- [WRITTEN INSTRUCTION]: Print every item below verbatim, including each coordinate line.

- [Excerpts from location labeling data]:
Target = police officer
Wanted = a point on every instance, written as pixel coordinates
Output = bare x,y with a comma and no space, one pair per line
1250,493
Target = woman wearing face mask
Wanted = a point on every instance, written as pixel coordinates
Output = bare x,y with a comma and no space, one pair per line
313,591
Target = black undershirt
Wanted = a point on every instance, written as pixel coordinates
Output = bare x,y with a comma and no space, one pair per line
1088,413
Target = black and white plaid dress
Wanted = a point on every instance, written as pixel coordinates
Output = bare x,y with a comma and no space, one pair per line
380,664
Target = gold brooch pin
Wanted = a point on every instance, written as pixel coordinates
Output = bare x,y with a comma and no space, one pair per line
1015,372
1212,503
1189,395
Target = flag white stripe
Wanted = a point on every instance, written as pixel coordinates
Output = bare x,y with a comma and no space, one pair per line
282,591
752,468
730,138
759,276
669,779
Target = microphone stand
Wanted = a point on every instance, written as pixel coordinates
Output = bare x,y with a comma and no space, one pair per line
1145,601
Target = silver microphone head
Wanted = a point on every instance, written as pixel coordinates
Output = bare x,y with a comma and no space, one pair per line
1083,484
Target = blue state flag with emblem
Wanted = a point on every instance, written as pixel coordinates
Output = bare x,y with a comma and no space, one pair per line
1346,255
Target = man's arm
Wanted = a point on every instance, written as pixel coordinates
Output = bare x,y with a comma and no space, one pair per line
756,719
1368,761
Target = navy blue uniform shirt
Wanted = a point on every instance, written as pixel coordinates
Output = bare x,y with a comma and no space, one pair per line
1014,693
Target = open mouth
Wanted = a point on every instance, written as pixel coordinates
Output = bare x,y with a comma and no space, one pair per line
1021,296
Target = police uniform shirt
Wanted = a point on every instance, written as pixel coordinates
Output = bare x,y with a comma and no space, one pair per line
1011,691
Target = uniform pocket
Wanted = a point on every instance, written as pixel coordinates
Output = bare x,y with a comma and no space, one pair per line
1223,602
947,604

- [THE REPLY]:
Target = police officer
Wanted = a point on every instance, written as pixel coordinates
Output = bare x,y with a comma and no space, one pair per line
1250,493
Target = woman wearing face mask
Wanted = a point on every instance, written as pixel coordinates
Output = bare x,y with a comma and no space, one pair per line
313,591
Target = black undershirt
Wanted = a point on every instance, written as pixel coordinates
Output = bare x,y with a comma and no space, one pair per line
1088,413
Target = black and white plaid dress
Wanted = a point on every instance, written as pixel coordinates
Output = bare x,y with a comma and no space, one pair per line
380,664
Target = gold brooch pin
Wanted = a point on every instance, written as pixel coordinates
Output = bare x,y with a comma and no space, one pair per line
1015,372
1212,503
1189,395
Target = flag white stripe
Wanted = a point on every instance, written as pixel coordinates
Output = bare x,y with a comma and no space, one pair per line
282,591
752,468
730,138
759,276
669,779
Target = microphone stand
Wanted = a point on every instance, written as pixel coordinates
Output = bare x,y with a comma and no space, one pair per line
1145,601
Target = silver microphone head
Wanted = a point on every instance, written as pixel coordinates
Output = bare x,y with a comma and no space, one pair per line
1083,484
Target = blue state flag with emblem
Wanted = a point on every instance, written as pixel coordinates
Output = bare x,y with a comma and no space, one pair per line
1346,255
Target = man's arm
Wanted = a point on every instance, written as pixel coordinates
Output = bare x,y with a comma and no space, one pair per line
756,719
1368,761
Target = navy blue uniform shirt
Wanted = a point on every instance, written as pixel coordinates
Output = bare x,y with a comma and no space, one pair per line
1014,693
Target = open mouth
Wanted = a point on every instance, written as pixel coordinates
Output = bare x,y with a comma and no space, one pair per line
1021,296
Target = police uniform shirt
Wanted = a point on every instance, written as pixel coordinates
Output = bare x,y with a comma and no space, one pair per line
1011,691
Target = uniform pocket
Wanted = a point on every instance, written as pixel coordinates
Output = bare x,y with a comma and no space, one pair per line
1223,602
947,604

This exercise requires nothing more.